▸ **WRITTEN TASKS**:
[1] Please lay out the records, from the line with "Question. For every instance of the dormer" through the final line of the records, as a numbered list, leaving out any blank lines.
[2] Proceed with the text on the history of the California Building, continuing from where it stops.
╭─ READING PASSAGE
History of the California Building in Balboa Park

by, Richard Amero

Overview

A symbol of San Diego, the iconic California Tower has served as a magnificent entry to Balboa Park since its construction for the 1915 Panama-California Exposition. The majestic tower, home to beautiful bells that chime every quarter hour, soars 200 feet above the California Building, which houses the anthropology-oriented San Diego Museum of Man.

Here you’ll find stories that inspire reflection and mummies that reveal civilizations. You can also explore new perspectives through dynamic, ever-changing exhibits at the region’s only museum of anthropology and archaeology.

ARCHITECTURE

The California Building, home to the San Diego Museum of Man, was constructed for the 1915 Panama-California Exposition. It was designed by noted architect Bertram Goodhue as a design hybrid, blending Plateresque, Baroque, Churrigueresque, and Rococo details to present a unique Spanish-Colonial façade. Its design hints of Gothic influence with inspiration from Spanish churches in Mexico.
╰─
╭─ DATA FOR THE TASK
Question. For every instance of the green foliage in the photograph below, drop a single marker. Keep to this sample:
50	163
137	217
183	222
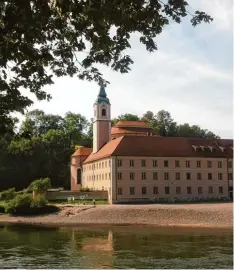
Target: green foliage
51	35
24	204
8	194
40	185
38	201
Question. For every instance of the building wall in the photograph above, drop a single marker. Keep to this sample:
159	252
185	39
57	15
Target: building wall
101	126
76	162
155	189
97	175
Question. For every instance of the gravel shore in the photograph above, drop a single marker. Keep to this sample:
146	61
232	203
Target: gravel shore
219	215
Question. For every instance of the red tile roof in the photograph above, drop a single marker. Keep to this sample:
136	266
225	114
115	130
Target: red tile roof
147	146
139	124
131	130
83	151
106	151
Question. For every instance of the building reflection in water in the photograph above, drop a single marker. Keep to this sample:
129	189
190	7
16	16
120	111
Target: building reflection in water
96	249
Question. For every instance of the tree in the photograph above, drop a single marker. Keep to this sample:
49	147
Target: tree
52	34
166	126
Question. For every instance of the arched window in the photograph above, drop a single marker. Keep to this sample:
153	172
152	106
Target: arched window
78	177
103	112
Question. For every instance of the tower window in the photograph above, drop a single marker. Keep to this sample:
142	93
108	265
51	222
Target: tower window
78	177
103	112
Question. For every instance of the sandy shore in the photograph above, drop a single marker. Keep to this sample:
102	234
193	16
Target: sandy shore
218	215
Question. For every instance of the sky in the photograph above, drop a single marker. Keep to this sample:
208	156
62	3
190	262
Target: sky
190	75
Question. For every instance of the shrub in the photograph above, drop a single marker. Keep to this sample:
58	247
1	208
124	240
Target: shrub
8	194
40	185
38	201
21	203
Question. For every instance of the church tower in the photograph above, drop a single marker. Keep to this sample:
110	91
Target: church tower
101	121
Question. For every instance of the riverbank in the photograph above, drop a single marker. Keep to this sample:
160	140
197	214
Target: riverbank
213	215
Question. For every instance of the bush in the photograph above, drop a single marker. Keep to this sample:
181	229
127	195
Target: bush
8	194
40	185
39	201
21	203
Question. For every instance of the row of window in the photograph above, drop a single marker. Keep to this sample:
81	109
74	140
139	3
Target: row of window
104	176
154	176
99	165
177	163
167	190
104	164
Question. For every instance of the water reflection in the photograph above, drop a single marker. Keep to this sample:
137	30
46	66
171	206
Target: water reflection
115	247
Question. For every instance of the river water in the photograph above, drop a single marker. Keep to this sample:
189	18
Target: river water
115	247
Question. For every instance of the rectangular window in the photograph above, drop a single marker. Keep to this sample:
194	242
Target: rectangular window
119	176
143	190
189	190
131	163
132	190
209	164
188	176
167	190
178	190
132	176
155	176
199	190
143	176
120	191
119	162
187	164
79	176
155	163
155	190
177	163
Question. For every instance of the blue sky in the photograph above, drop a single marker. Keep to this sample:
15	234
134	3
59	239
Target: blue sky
190	76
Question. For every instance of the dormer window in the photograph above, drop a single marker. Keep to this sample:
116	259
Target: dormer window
202	147
211	148
222	148
103	112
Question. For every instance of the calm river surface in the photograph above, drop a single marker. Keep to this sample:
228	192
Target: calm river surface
115	247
╰─
▸ **WRITTEN RESPONSES**:
[1]
1. Question. For every instance of the dormer window in the photograph above, drop a single marker. Keep to this sample:
2. 116	259
3. Target: dormer window
4. 202	147
5. 211	148
6. 222	148
7. 103	112
8. Question. For every instance of the calm river surface in the photograph above, drop a single marker. Keep to this sample:
9. 228	192
10. Target: calm river surface
11. 115	247

[2]
A symbol of San Diego, the California Building served as a magnificent entry to the 1915 Exposition.  It was complemented by a Mission-style building constructed directly across the promenade from the California Building and attached to it with two arcaded passageways. Massive arched gateways enclosed the structures to form the Plaza de California. The south side of the plaza included the beautiful St. Francis Chapel (used for weddings today) and its impressive Spanish-style altar.

Perched atop tiers of stone ornamentation on the California Building’s façade are sculpted historical figures and busts. These were created by the Piccirilli Brothers, who were skilled marble carvers in Italy before immigrating to the United States in 1888. Facing the building, visitors can see the façade’s sculpted figures and busts, molded from modeling clay and plaster, in descending order:

  • Junipero Serra, father of the California missions, is the figure located at the top of the frontispiece.
  • Charles V of Spain is the bust below Serra on the right.
  • Philip III of Spain is the bust below Serra on the left.
  • Juan Rodriguez Cabrillo, who sailed into San Diego Bay in 1542, is the figure below and to the right of Serra.
  • Don Sebastian Viscaino, another Spanish sailor, is the figure below and to the left of Serra.
  • Gaspar de Portola, the first Spanish governor of Southern California, is the bust below Cabrillo.
  • George Vancouver, an English navigator, is the bust below Viscaino.
  • Fray Antonio de la Ascension, a Carmelite historian, is the figure on the lower right.
  • Father Luis Jayme, Franciscan missionary, is the figure on the lower left.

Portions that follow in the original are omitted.